TASK OBJECTIVE
Continue the blog post on humor and viral content at SXSW, starting right after its last sentence.

TEXT PASSAGE
--- START ---
Turning laughs into pageviews - SXSW DAY 5
blog by S.J. Velasquez • March 14, 2013 @ 11:31am
SXSW Interactive is filled with the typical media, tech and startup folks, but there’s also a good number of comedic types who show up, drawing massive crowds at panels and lines seemingly miles long at book signings.
Comedians—some of whom qualifying as legitimate celebrities—and other comedy-minded speakers at SXSW provide more than just entertaining sessions. As we’ve seen in the development of the internet and buzz-worthy content, comedy is often a key element when it comes to going viral. With that in mind, I spent my last full day (Tuesday) in Austin focusing on the use of humor in creating and marketing content.
Buzzfeed founder and Huffington Post co-founder Jonah Peretti harnessed the power of humor on the internet early on. During his keynote address at SXSW, Peretti shared his humble beginnings as a viral sensation, telling the story of how he tried to customize a pair of Nike sneakers with the word “sweatshop” stitched along the side of the shoes.
Peretti, no powerful human rights advocate, just wanted to see what would happen. His mission was not to start a revolution, but to simply mess with Nike. Once Nike rejected his shoe design, he kept the situation moving, later sharing the collection of emails on the internet. Before long, he would appear on newscasts and morning shows talking about the sneaker situation. And after that, he’d recreate the seemingly serendipitous virality—over and over again.
To create content worth sharing, thus becoming a viral senstation, there are certain factors to consider when producing that content. One of those eight factors highlighted by Peretti is humor, which, he said, “is inherently social.” A funny message, photo, blog post of other piece of content has the potential to make rounds in emails and on social media. From that point, the possibilities are endless in terms of visibility.
--- END ---
LISTED ENTRIES
--- START ---
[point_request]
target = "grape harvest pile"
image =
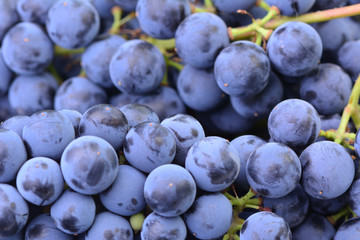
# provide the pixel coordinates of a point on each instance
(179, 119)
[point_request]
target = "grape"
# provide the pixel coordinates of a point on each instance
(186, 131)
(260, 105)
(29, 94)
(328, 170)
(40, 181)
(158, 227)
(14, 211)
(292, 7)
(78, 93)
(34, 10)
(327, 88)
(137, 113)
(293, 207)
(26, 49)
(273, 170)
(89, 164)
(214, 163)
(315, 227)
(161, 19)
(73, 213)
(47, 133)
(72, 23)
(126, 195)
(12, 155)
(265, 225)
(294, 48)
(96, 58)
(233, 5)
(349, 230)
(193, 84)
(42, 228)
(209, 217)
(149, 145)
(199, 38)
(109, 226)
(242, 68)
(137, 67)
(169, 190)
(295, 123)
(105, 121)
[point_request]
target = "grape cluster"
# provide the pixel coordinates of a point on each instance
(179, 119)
--- END ---
--- START ---
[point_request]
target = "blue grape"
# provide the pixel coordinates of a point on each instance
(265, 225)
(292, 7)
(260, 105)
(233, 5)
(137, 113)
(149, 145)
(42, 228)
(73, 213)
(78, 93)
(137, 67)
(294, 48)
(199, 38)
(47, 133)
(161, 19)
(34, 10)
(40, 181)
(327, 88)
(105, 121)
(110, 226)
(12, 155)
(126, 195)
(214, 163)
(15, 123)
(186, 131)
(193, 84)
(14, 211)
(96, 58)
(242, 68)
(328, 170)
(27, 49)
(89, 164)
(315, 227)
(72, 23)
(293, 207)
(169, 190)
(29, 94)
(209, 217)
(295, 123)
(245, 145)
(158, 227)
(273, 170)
--- END ---
--- START ---
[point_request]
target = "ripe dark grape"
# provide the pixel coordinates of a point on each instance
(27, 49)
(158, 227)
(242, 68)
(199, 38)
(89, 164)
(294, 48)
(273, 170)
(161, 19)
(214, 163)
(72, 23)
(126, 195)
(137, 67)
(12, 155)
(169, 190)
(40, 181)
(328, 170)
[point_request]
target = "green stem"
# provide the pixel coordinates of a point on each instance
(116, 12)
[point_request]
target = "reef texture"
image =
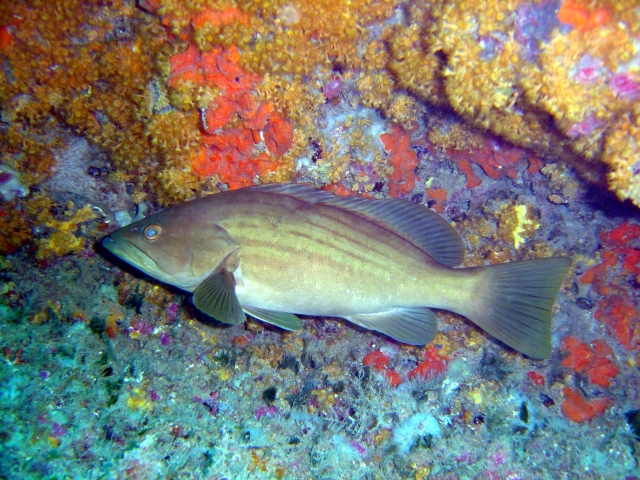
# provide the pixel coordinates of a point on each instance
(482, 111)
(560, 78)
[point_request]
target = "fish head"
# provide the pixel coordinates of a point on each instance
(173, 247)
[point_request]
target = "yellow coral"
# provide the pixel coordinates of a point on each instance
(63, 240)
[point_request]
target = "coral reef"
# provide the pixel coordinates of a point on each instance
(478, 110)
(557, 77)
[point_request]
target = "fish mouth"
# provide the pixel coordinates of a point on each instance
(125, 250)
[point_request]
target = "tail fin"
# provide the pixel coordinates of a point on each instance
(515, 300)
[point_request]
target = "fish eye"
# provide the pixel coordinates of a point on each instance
--- END ---
ANSWER TO THIS EXERCISE
Later Tuesday evening, Kat and I attended the premiere of “We Cause Scenes,” a documentary film about the history of Improv Everywhere, a “prank collective that causes scenes of chaos and joy in public places.”
Improv Everywhere creator Charlie Todd explained in the film that the group’s beginnings, much like Peretti’s humble buzz-making beginnings, were simple. It was just him and a small group of friends stirring up a little mischief to have some fun.
Todd’s first prank involved convincing girls in a bar that he was Ben Folds. He recruited a few friends to help run the prank, and it was a success. A few years later, he and his friends organized the first no-pants subway ride. That particular event is now annual, with about 60 cities around the world participating.
“We try to keep the element of surprise,” he said of the evolution of the group’s missions.
Improv Everywhere, unlike other groups of wannabe flashmobbers, has hit success after success with its videos. Others have tried to replicate the group’s success but fall short, very short. What makes Improv Everywhere different, more successful? I asked Todd this question during a What’s Trending interview (embedded below).
“It seems like in the last few years ‘flashmob’ just means dancing like a cheerleader squad in a public space,” Todd responded, adding that his comedy background and interest in the particular project set Improv Everywhere apart from the less popular mob projects.
“Portlandia” star Fred Armisen, before heading to his anticipated panel discussion at the festival, sat down for a What’s Trending interview, too. Kat and I joined a few bloggers to watch the interview, talk to Armisen and get a picture with the “Saturday Night Live” legend.
Mentioned briefly is the viral success of “Portlandia.” According to an Oregonlive.com article, that’s due to the show’s digestible bits, easily segmented into clips and shared on social networks:
“Although episodes have bits that continue throughout, most of the sketches can stand alone and be pulled out of context and shared on the Internet. ‘Portlandia’ owes much of its buzz to the fact that even people who don’t get IFC have seen big chunks of the show courtesy of Facebook, Twitter and other online outlets.”
Not included in the video above is Armisen’s Q&A session with the audience. I was fortunate enough to speak candidly with Armisen about comedy outside of major comedy training hubs like Los Angeles, Chicago and New York City.
Armisen encouraged Buffalo’s funny-in-training to “make your new thing.”
“You’ll be less disappointed. And then everything else will fall into place after that,” he said.